What you need to do: Exactly the lines from the one containing "Target: white dress shirt" through the end of the listing should be written out, both ends included, and nothing more.

Record set:
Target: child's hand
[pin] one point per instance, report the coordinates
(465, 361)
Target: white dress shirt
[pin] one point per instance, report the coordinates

Response below:
Target: white dress shirt
[pin] one point per instance, report the coordinates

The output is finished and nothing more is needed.